Exercise. Report every line in the records below that contains the string "matching", copying each such line in full. Case matters.

Supplied records.
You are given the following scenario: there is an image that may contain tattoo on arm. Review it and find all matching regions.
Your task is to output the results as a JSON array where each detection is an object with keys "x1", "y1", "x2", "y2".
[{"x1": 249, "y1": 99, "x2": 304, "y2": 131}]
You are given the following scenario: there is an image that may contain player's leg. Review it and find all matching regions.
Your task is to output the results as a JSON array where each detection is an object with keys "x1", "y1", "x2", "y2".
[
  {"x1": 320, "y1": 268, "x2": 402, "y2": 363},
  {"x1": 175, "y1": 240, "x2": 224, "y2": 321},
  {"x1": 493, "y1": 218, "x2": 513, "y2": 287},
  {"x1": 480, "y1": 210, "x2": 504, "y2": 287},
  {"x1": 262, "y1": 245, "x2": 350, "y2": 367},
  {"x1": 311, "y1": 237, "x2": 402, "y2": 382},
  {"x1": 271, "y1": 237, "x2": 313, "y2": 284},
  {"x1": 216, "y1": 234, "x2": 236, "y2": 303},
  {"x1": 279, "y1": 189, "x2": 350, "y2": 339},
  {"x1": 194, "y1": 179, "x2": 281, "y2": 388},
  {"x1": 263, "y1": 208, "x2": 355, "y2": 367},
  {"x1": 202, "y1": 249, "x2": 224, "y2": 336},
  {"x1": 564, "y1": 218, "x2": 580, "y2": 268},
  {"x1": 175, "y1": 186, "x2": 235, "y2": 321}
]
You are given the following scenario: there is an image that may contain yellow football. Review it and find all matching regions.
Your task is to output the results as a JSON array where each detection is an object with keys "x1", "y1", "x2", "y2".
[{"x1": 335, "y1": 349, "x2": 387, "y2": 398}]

Result of this exercise.
You are given the following scenario: there is an image that may contain tattoo on arm. Review it and find all matching regions.
You are given the following scenario: there is an image that may contain player's leg. Review it and find all matching regions.
You are given the following scenario: there is an image that may contain yellow football. Review it and find all matching regions.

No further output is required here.